▸ **Supplied passage**:
******************************
Ontario Court of Appeal Finds Trial Judge Biased: Hazelton Lanes Inc v 1707590 Ontario Limited
The Ontario Court of Appeal ordered a new trial under a different trial judge after finding a reasonable apprehension of bias on the part of Ontario Superior Justice Ted Matlow in Hazelton Lanes Inc v 1707590 Ontario Limited, 2014 ONCA 793 [Hazelton Lanes]. Justice Matlow’s objectivity has been questioned by the Canadian Judicial Council in the past, when an inquiry panel made a finding against him before being overturned in the Council’s recommendations to the Federal Minister of Justice.
******************************
▸ **Dataset entries**:

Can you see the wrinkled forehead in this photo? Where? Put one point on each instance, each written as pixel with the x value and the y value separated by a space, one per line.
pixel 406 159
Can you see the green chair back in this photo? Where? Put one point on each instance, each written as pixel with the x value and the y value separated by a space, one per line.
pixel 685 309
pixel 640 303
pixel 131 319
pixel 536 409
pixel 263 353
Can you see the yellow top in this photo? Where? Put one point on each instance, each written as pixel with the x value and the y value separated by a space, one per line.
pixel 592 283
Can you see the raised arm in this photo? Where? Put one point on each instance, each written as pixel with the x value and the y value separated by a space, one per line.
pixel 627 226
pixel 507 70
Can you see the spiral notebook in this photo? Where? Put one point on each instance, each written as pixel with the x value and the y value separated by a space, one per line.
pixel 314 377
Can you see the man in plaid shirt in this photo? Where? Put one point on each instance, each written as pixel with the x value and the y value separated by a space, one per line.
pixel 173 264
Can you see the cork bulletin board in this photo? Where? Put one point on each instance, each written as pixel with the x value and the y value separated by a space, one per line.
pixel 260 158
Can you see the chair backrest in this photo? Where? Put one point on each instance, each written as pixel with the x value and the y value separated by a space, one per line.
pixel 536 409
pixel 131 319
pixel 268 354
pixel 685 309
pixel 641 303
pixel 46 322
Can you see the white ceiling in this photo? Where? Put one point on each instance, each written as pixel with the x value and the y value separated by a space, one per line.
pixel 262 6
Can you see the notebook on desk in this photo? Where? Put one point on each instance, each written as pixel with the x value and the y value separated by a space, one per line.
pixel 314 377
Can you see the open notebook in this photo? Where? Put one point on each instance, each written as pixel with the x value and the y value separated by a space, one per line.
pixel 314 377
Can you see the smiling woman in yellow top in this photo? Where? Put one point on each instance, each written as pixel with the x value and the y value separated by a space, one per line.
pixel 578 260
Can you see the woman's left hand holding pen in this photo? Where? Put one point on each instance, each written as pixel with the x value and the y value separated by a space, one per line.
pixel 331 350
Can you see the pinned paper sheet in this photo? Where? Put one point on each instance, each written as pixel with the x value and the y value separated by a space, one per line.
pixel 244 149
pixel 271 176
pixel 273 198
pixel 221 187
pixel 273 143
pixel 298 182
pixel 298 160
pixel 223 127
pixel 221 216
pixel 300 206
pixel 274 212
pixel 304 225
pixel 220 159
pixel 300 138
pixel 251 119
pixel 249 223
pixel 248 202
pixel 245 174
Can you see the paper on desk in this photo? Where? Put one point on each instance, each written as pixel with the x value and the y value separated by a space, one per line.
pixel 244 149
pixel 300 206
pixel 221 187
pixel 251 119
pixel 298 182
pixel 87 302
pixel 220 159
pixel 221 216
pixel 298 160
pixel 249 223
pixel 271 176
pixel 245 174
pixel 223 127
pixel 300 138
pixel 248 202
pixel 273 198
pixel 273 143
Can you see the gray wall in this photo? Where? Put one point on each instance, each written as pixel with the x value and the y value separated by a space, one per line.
******************************
▸ **Stated exercise**:
Transcribe the entire passage on the Ontario Court of Appeal's bias finding in Hazelton Lanes without changing a single word.

▸ **Written solution**:
Ontario Court of Appeal Finds Trial Judge Biased: Hazelton Lanes Inc v 1707590 Ontario Limited
The Ontario Court of Appeal ordered a new trial under a different trial judge after finding a reasonable apprehension of bias on the part of Ontario Superior Justice Ted Matlow in Hazelton Lanes Inc v 1707590 Ontario Limited, 2014 ONCA 793 [Hazelton Lanes]. Justice Matlow’s objectivity has been questioned by the Canadian Judicial Council in the past, when an inquiry panel made a finding against him before being overturned in the Council’s recommendations to the Federal Minister of Justice.